Source document:
● ● ● ● ● ● ●


Tracey Slaughter
Aotearoa / New Zealand
Writer
Tracey Slaughter is the author of the highly acclaimed short story collection deleted scenes for lovers (VUP, 2016). Her first collection of poems and short stories, her body rises, was published by Random House (2005), and her novella The Longest Drink in Town by Pania Press (2015). Her short fiction has received numerous awards, including the international Bridport Prize 2014, a 2007 NZ Book Month Award, and BNZ Katherine Mansfield Awards in 2004 and 2001. She won the 2015 Landfall Essay Competition, and was the recipient of the 2010 Louis Johnson New Writers Bursary. She teaches Creative Writing at Waikato University, and edits the journal Mayhem. Conventional Weapons is her first full poetry collection.

Veronika Meduna
Aotearoa / New Zealand
Science Writer and Broadcaster
Veronika Meduna is an award-winning science writer and broadcaster, with a focus on climate change. She is currently the New Zealand editor for The Conversation, a not-for-profit media organisation providing evidence-based current affairs analysis. Before joining The Conversation, she hosted ‘Our Changing World’, a weekly science programme on RNZ. She has written five books on science, most recently Towards a Warming World, published by Bridget Williams Books, and Science on Ice: Discovering the Secrets of Antarctica, published by Auckland University Press. Veronika contributes to other publications in New Zealand and internationally, including the New Zealand Listener, New Zealand Geographic, New Scientist and Deutsche Welle.

● ● ● ● ● ● ●

Source data:

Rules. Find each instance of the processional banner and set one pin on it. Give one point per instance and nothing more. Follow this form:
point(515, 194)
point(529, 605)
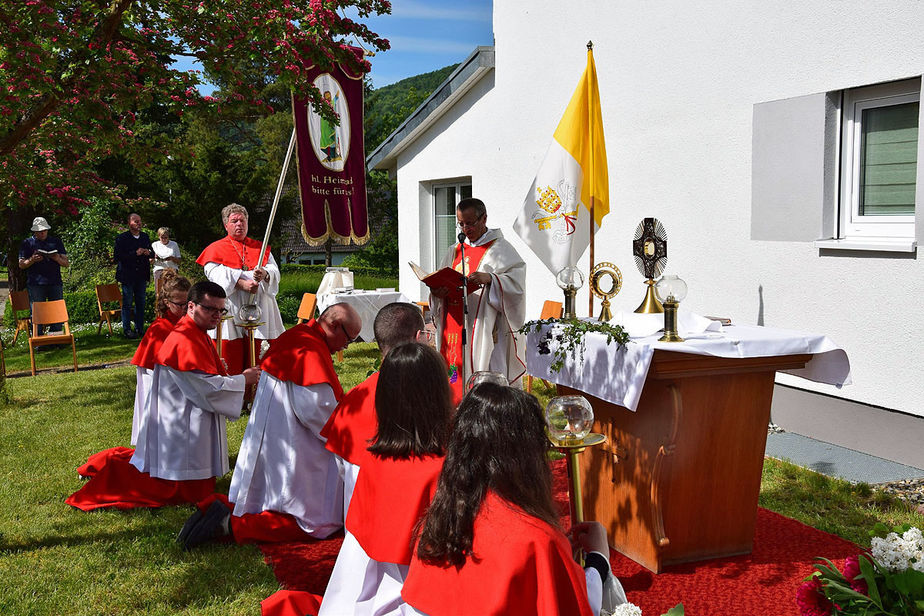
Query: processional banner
point(331, 161)
point(572, 182)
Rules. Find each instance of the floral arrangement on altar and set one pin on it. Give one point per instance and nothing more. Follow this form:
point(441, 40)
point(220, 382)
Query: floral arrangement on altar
point(886, 581)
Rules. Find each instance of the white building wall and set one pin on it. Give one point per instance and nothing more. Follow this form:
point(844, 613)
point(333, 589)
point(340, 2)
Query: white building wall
point(678, 83)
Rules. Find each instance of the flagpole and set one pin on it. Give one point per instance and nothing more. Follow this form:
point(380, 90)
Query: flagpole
point(269, 223)
point(590, 296)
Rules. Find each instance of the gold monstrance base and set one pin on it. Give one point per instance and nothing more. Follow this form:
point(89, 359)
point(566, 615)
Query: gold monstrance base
point(572, 448)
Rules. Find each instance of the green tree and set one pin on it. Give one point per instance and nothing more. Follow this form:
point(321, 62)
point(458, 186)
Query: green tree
point(81, 76)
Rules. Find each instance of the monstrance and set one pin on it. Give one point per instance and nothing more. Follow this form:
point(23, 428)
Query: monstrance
point(597, 274)
point(650, 249)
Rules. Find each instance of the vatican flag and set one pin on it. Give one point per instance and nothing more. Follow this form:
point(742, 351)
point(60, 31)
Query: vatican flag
point(571, 183)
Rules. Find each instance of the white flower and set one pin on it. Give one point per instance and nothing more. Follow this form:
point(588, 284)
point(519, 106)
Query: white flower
point(900, 553)
point(627, 609)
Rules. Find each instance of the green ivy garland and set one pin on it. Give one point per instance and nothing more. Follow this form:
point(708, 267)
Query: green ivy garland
point(569, 334)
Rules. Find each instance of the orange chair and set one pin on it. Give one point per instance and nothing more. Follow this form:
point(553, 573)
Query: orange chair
point(106, 294)
point(306, 308)
point(19, 301)
point(50, 313)
point(550, 310)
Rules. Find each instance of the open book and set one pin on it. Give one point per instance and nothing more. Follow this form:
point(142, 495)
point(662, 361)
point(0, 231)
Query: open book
point(446, 277)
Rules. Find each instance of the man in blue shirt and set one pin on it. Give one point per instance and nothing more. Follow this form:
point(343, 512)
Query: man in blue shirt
point(133, 254)
point(42, 258)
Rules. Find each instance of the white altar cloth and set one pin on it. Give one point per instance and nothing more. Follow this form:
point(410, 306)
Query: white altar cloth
point(618, 375)
point(366, 303)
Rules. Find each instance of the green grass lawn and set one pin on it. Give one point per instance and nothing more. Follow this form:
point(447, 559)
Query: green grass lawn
point(55, 559)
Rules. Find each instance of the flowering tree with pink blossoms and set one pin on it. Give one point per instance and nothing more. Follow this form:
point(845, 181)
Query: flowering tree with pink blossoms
point(77, 77)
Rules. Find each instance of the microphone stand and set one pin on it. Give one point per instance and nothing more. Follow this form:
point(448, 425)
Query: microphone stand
point(461, 238)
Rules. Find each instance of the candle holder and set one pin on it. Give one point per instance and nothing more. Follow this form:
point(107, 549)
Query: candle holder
point(569, 280)
point(485, 376)
point(671, 290)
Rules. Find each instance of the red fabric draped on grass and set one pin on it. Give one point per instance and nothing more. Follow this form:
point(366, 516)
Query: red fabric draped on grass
point(763, 582)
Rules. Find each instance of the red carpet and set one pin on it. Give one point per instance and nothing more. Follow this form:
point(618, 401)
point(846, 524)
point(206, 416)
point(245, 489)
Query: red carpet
point(763, 582)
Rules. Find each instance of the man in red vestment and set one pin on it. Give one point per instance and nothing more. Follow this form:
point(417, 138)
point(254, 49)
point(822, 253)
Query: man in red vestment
point(231, 262)
point(182, 443)
point(353, 424)
point(286, 485)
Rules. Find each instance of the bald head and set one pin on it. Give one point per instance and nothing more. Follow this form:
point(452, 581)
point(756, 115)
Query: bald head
point(341, 325)
point(396, 324)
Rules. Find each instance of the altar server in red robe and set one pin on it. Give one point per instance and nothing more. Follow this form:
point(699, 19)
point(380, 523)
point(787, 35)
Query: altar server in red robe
point(352, 426)
point(396, 482)
point(286, 485)
point(490, 542)
point(182, 443)
point(169, 307)
point(231, 262)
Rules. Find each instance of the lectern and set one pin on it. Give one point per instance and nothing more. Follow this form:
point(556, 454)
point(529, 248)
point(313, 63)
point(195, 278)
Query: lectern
point(678, 479)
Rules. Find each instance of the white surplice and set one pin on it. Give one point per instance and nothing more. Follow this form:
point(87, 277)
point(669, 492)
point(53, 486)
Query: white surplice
point(495, 311)
point(283, 465)
point(227, 277)
point(142, 387)
point(183, 431)
point(380, 591)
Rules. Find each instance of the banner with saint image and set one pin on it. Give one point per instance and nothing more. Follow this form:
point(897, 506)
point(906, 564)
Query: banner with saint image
point(331, 161)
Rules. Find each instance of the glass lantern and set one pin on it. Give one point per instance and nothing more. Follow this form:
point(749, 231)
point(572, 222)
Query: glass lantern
point(670, 290)
point(569, 419)
point(569, 279)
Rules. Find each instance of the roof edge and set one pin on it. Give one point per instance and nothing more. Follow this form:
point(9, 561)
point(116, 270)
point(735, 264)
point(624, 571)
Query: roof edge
point(466, 75)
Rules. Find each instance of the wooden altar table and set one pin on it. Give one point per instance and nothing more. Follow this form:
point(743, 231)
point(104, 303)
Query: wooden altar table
point(679, 476)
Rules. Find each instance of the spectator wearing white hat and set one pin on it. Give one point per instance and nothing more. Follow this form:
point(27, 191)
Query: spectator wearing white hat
point(42, 256)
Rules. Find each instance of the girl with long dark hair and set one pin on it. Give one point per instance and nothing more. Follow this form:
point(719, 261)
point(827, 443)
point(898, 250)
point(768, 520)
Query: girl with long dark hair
point(395, 483)
point(490, 542)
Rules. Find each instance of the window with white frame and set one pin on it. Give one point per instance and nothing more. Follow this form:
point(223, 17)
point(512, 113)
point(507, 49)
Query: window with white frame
point(445, 198)
point(879, 141)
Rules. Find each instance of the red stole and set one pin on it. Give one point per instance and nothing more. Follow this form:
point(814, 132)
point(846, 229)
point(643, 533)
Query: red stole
point(301, 356)
point(390, 497)
point(353, 423)
point(521, 566)
point(234, 254)
point(189, 348)
point(146, 354)
point(451, 341)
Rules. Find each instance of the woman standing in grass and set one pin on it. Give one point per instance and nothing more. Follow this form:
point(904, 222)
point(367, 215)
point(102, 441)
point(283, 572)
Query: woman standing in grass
point(395, 484)
point(490, 542)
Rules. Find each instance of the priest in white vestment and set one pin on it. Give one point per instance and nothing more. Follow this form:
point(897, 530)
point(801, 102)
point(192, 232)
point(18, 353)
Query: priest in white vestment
point(496, 310)
point(231, 262)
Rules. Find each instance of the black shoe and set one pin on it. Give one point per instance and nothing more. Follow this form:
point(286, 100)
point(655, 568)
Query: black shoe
point(213, 525)
point(188, 526)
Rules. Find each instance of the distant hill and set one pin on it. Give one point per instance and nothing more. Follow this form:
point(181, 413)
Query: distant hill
point(388, 106)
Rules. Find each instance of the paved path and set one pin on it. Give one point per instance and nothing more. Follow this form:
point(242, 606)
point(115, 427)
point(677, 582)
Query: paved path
point(837, 461)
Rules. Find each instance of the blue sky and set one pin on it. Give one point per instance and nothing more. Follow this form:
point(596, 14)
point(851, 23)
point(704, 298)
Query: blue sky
point(426, 35)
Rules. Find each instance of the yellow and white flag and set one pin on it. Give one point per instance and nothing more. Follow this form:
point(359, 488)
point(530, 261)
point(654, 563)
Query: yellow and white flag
point(571, 183)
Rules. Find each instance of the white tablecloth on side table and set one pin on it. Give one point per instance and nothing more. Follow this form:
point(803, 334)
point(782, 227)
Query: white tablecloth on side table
point(617, 375)
point(366, 303)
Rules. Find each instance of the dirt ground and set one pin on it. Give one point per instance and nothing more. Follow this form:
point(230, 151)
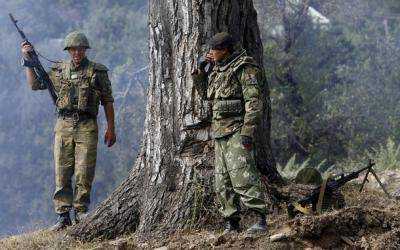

● ● ● ● ● ● ●

Assignment: According to the author profiles, what was Tracey Slaughter's first full poetry collection? The records have no connection to the author profiles.

Answer to this task: Conventional Weapons